TEXT SHOWN:
»»

Q. Find the power series solutions about z = 0 of 4zy'' + 2y' + y = 0.

(note: y = y(z))

Writing the equation in standard form:

[tex]

y'' + \frac{1}{{2z}}y' + \frac{1}{{4z}}y = 0

[/tex]

Let [tex]y = z^\sigma \sum\limits_{n = 0}^\infty {a_n z^n }[/tex]

The indicial equation has roots zero and (1/2).

Using the substitution for y above the DE becomes:

[tex]

\sum\limits_{n = 0}^\infty {\left[ {\left( {n + \sigma } \right)\left( {n + \sigma - 1} \right) + \frac{1}{2}\left( {n + \sigma } \right) + \frac{1}{4}z} \right]} a_n z^n = 0

[/tex]...(1)

««

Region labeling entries

»»

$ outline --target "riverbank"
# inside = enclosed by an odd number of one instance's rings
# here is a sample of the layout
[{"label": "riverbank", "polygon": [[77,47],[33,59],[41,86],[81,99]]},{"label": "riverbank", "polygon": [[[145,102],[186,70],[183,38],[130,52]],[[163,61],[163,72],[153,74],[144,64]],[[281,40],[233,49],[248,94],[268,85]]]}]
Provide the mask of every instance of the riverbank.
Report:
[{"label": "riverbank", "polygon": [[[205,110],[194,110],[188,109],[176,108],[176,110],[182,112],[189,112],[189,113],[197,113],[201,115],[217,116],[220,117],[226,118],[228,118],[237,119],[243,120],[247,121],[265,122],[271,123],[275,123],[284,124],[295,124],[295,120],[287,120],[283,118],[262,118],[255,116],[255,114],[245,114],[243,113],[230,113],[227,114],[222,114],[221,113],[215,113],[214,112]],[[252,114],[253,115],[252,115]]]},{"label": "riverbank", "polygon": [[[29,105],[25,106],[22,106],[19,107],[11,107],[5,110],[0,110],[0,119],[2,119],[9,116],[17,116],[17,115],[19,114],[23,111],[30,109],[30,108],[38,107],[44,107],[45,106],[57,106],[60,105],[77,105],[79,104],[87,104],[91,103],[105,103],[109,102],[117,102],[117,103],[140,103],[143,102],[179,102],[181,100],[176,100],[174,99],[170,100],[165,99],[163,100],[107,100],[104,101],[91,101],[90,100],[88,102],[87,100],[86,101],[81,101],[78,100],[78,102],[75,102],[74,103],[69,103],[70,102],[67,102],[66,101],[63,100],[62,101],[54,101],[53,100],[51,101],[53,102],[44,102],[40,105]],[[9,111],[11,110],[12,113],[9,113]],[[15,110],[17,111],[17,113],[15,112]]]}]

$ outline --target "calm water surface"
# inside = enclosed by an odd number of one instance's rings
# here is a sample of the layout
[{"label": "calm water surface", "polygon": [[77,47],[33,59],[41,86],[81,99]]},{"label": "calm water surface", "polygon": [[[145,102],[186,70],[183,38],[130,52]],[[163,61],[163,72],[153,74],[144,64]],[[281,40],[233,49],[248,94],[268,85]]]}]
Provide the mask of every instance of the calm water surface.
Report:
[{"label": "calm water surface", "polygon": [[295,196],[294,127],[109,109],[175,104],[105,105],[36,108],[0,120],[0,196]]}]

««

EXERCISE OBJECTIVE:
From the power series problem, quote the passage starting with "Writing the equation" and going on through "zero and (1/2).".

RESULT OF THIS EXERCISE:
Writing the equation in standard form:

[tex]

y'' + \frac{1}{{2z}}y' + \frac{1}{{4z}}y = 0

[/tex]

Let [tex]y = z^\sigma \sum\limits_{n = 0}^\infty {a_n z^n }[/tex]

The indicial equation has roots zero and (1/2).